Exercise description
Can you rewrite the lines between the one holding "Return the outline of every instance of the reflection" and the one holding "76 252 L 126", inclusive, swapping "whole pixels" for "integer pixels" and leaving everything else untouched?

Input rows

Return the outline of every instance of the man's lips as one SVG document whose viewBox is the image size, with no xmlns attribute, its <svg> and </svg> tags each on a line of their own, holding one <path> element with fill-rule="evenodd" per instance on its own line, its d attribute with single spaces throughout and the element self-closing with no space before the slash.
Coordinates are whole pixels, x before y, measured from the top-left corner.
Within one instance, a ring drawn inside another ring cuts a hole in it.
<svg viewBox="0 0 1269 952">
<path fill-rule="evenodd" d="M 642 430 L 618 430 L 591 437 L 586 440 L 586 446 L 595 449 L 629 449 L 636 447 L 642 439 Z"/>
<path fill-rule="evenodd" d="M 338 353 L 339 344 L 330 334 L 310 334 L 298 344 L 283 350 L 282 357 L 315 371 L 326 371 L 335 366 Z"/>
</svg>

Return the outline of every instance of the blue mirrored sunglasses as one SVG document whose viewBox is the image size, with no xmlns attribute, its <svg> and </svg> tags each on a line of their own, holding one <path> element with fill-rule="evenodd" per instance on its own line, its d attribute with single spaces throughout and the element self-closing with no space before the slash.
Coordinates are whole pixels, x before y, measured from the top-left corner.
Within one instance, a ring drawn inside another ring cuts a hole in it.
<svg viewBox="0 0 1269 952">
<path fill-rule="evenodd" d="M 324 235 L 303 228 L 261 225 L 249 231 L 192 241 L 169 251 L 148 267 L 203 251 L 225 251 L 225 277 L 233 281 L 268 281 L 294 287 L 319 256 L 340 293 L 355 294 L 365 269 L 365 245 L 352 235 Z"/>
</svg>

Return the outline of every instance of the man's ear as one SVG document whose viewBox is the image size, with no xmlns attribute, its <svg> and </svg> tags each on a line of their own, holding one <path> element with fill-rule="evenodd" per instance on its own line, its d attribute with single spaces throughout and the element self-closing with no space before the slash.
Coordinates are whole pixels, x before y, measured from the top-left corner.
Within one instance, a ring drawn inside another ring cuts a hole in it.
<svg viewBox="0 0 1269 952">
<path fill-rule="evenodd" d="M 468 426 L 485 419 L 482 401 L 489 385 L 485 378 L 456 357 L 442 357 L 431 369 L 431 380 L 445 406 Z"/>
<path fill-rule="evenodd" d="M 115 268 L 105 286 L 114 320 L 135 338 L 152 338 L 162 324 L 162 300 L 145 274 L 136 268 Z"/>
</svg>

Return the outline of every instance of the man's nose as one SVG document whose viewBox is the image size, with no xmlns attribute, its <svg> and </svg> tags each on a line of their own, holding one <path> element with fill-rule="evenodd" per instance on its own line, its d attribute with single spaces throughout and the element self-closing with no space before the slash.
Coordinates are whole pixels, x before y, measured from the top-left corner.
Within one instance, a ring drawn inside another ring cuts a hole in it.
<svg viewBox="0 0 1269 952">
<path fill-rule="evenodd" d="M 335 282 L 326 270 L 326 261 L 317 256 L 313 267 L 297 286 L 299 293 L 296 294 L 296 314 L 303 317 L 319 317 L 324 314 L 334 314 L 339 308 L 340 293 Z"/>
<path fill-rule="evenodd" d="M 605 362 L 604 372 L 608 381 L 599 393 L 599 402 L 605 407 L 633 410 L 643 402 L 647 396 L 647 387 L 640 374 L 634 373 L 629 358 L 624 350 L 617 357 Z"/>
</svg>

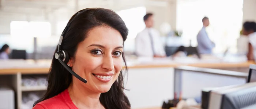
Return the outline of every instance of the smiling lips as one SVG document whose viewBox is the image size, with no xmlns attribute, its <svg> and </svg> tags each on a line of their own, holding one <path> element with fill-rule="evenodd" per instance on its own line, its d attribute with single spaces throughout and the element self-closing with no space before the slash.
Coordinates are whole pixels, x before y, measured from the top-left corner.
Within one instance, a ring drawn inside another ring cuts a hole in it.
<svg viewBox="0 0 256 109">
<path fill-rule="evenodd" d="M 95 77 L 99 80 L 103 82 L 108 82 L 111 80 L 113 73 L 93 74 Z"/>
</svg>

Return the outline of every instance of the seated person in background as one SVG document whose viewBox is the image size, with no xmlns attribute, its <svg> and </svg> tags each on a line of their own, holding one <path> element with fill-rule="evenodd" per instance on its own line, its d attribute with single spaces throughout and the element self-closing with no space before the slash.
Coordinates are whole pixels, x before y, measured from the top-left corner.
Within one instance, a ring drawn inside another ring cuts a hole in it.
<svg viewBox="0 0 256 109">
<path fill-rule="evenodd" d="M 153 29 L 153 16 L 148 13 L 143 17 L 146 28 L 136 38 L 136 53 L 138 56 L 163 57 L 166 56 L 158 32 Z"/>
<path fill-rule="evenodd" d="M 173 54 L 173 57 L 186 57 L 187 54 L 186 52 L 185 47 L 183 46 L 181 46 L 176 50 L 174 54 Z"/>
<path fill-rule="evenodd" d="M 256 59 L 256 23 L 249 21 L 244 23 L 243 25 L 242 34 L 249 37 L 247 58 L 248 60 L 255 60 Z"/>
<path fill-rule="evenodd" d="M 0 50 L 0 59 L 7 59 L 9 58 L 8 55 L 10 53 L 9 46 L 5 44 Z"/>
<path fill-rule="evenodd" d="M 209 38 L 206 30 L 206 28 L 209 26 L 210 24 L 209 18 L 205 17 L 203 18 L 202 21 L 203 26 L 196 37 L 198 44 L 197 50 L 199 54 L 210 54 L 212 48 L 215 47 L 215 44 Z"/>
</svg>

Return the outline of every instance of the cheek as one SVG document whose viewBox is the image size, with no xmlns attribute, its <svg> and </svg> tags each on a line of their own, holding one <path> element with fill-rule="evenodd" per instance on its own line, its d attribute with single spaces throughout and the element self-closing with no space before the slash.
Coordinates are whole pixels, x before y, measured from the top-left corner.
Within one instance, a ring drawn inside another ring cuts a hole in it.
<svg viewBox="0 0 256 109">
<path fill-rule="evenodd" d="M 80 73 L 82 75 L 90 74 L 93 70 L 101 64 L 101 60 L 89 56 L 77 58 L 74 65 L 79 67 L 77 68 L 79 71 L 78 73 Z"/>
<path fill-rule="evenodd" d="M 120 59 L 117 59 L 116 60 L 113 60 L 114 62 L 114 65 L 115 68 L 115 73 L 120 73 L 121 70 L 123 68 L 123 65 L 124 64 L 124 61 L 123 58 L 120 58 Z"/>
</svg>

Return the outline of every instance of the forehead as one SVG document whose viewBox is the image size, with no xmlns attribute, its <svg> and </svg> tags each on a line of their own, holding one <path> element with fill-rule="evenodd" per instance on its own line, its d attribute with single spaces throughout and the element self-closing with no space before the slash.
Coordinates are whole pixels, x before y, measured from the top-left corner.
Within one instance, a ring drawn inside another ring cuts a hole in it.
<svg viewBox="0 0 256 109">
<path fill-rule="evenodd" d="M 86 45 L 98 44 L 106 47 L 123 46 L 123 39 L 120 33 L 109 26 L 96 27 L 90 31 L 82 43 Z"/>
</svg>

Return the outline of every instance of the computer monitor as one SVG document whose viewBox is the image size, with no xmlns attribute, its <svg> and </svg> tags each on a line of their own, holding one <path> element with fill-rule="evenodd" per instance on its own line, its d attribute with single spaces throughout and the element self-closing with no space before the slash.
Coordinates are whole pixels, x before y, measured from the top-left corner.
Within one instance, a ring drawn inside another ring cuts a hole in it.
<svg viewBox="0 0 256 109">
<path fill-rule="evenodd" d="M 256 82 L 256 65 L 251 64 L 247 82 Z"/>
<path fill-rule="evenodd" d="M 212 91 L 208 109 L 256 109 L 256 82 Z"/>
<path fill-rule="evenodd" d="M 11 58 L 26 59 L 26 50 L 13 50 L 11 52 Z"/>
</svg>

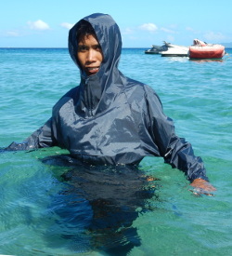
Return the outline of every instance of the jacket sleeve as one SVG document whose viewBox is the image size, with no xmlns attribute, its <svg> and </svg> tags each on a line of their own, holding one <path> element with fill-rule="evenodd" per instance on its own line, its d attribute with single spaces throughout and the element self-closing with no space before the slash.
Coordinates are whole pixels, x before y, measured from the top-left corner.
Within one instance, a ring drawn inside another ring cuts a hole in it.
<svg viewBox="0 0 232 256">
<path fill-rule="evenodd" d="M 43 127 L 35 130 L 22 142 L 12 142 L 6 151 L 33 150 L 44 147 L 52 147 L 58 145 L 52 132 L 52 118 L 50 118 Z"/>
<path fill-rule="evenodd" d="M 162 111 L 162 105 L 154 91 L 147 92 L 150 134 L 164 162 L 185 172 L 192 182 L 201 178 L 208 181 L 203 161 L 194 155 L 192 146 L 174 132 L 174 122 Z"/>
</svg>

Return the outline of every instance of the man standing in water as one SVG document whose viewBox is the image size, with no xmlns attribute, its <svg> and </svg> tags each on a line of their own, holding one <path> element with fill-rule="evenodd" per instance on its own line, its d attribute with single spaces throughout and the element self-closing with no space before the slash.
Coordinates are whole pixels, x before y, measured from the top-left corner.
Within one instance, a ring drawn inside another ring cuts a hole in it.
<svg viewBox="0 0 232 256">
<path fill-rule="evenodd" d="M 161 156 L 193 187 L 215 190 L 201 158 L 175 135 L 157 94 L 119 71 L 122 39 L 110 16 L 97 13 L 78 21 L 70 31 L 69 51 L 80 69 L 80 85 L 57 102 L 42 128 L 6 150 L 59 146 L 94 165 L 137 165 L 147 155 Z"/>
</svg>

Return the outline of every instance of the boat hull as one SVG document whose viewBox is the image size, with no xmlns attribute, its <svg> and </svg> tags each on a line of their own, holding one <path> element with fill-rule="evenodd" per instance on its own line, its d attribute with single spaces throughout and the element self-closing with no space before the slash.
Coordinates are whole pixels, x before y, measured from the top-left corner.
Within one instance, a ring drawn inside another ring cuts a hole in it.
<svg viewBox="0 0 232 256">
<path fill-rule="evenodd" d="M 189 47 L 188 57 L 190 59 L 222 59 L 225 55 L 225 47 Z"/>
</svg>

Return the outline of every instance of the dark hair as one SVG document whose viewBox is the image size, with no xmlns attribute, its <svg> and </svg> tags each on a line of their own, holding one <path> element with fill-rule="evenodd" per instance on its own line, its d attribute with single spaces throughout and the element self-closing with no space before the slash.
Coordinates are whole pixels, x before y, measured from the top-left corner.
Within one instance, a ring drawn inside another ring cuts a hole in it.
<svg viewBox="0 0 232 256">
<path fill-rule="evenodd" d="M 91 24 L 88 21 L 83 20 L 76 33 L 77 43 L 84 40 L 84 37 L 89 34 L 92 34 L 97 38 Z"/>
</svg>

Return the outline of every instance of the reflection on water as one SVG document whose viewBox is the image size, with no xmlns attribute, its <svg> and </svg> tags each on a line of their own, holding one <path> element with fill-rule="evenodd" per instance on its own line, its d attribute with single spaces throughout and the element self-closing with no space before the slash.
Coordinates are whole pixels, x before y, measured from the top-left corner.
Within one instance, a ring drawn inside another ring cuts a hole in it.
<svg viewBox="0 0 232 256">
<path fill-rule="evenodd" d="M 76 252 L 126 255 L 140 245 L 133 222 L 148 210 L 148 200 L 154 197 L 152 177 L 135 166 L 86 166 L 68 155 L 49 156 L 43 162 L 70 166 L 60 176 L 66 189 L 52 197 L 49 207 L 56 216 L 45 235 L 50 247 L 57 248 L 58 241 Z"/>
<path fill-rule="evenodd" d="M 223 62 L 225 61 L 224 59 L 189 59 L 189 61 L 194 62 Z"/>
</svg>

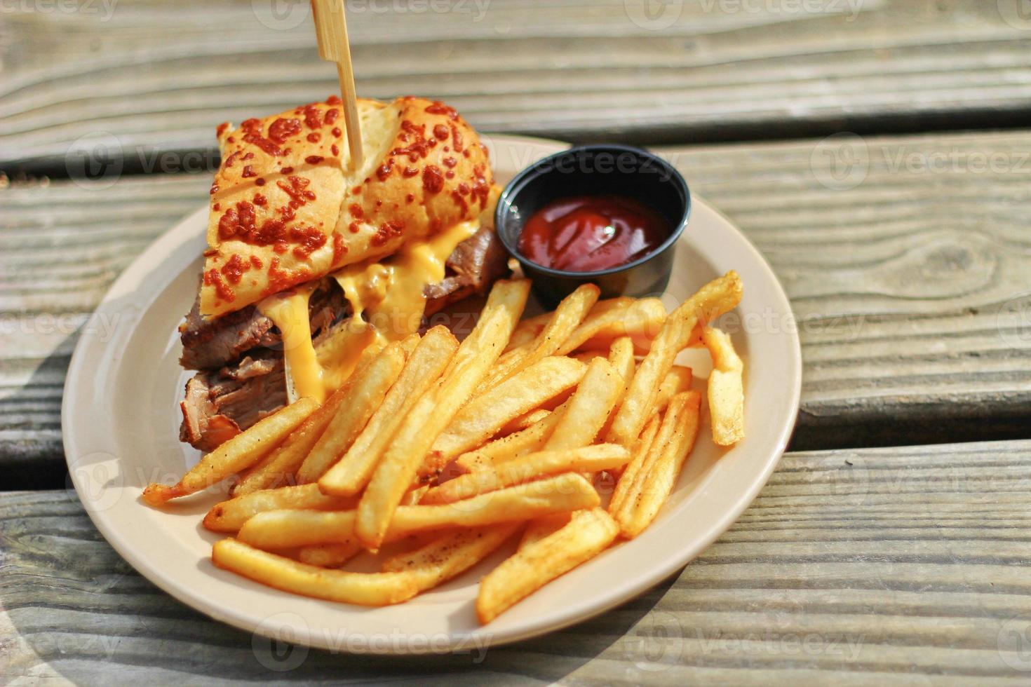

Output for this exercise
Return the outline of every instance of the reflection on water as one SVG document whose viewBox is the image size, with no xmlns attribute, its <svg> and </svg> tags each on a line of their own, holding one <path> element with fill-rule="evenodd" per instance on its own line, its d attribute with single spaces throughout and the element self-closing with no space before the slash.
Coordinates are integer pixels, x before y, measured from the top-left corner.
Within one instance, a ring drawn inside another ring cuts a hole in it.
<svg viewBox="0 0 232 256">
<path fill-rule="evenodd" d="M 76 252 L 126 255 L 140 245 L 133 222 L 148 210 L 148 200 L 154 197 L 152 177 L 135 166 L 86 166 L 68 155 L 49 156 L 43 162 L 70 166 L 60 176 L 66 189 L 52 197 L 49 207 L 56 216 L 45 235 L 50 247 L 57 248 L 58 241 Z"/>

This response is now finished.